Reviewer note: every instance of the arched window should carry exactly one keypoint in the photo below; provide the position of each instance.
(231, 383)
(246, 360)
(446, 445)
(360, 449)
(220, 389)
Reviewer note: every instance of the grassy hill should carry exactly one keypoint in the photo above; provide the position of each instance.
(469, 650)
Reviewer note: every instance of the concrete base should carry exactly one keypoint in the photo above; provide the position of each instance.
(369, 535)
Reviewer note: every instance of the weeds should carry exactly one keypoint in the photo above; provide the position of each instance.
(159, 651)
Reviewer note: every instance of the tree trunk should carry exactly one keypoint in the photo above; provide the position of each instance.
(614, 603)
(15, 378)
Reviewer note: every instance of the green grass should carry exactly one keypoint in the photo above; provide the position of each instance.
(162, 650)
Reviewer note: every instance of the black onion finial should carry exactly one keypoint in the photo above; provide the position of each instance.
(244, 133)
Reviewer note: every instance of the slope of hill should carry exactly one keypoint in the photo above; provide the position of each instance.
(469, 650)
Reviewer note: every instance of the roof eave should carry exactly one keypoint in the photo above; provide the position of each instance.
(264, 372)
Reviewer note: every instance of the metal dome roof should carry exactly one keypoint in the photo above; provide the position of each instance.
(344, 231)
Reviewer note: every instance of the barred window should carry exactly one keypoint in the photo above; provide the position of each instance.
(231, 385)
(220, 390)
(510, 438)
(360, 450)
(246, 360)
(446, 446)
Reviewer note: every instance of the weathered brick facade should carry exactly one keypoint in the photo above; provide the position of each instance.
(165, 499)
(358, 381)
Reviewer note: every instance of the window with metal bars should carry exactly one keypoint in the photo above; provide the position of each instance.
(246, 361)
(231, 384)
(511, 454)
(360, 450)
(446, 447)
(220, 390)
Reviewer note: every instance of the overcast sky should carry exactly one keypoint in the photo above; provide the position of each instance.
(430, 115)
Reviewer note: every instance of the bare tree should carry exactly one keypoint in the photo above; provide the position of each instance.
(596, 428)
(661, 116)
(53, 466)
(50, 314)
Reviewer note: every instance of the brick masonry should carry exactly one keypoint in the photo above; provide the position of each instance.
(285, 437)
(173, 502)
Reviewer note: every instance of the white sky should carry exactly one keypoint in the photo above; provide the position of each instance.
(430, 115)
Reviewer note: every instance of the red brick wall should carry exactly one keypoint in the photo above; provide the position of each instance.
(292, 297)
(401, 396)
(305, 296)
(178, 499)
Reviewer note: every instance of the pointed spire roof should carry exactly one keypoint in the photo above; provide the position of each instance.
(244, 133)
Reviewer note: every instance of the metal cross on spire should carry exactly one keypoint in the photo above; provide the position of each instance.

- [What this task involves]:
Can you render the lines as a Markdown table with the columns Row and Line text, numbering each row? Begin at the line that contains "Reviewer note: every instance of the pointed", stop after the final line, and leave out any blank lines.

- [Solution for this task]:
| Row | Line text |
|---|---|
| 1 | Reviewer note: every instance of the pointed spire roof should carry exactly one keypoint in the photo above; provide the position of each instance. |
| 2 | (244, 133) |
| 3 | Reviewer note: every instance of the metal cross on spire should carry exactly one keypoint in the photo above; provide the position of each instance. |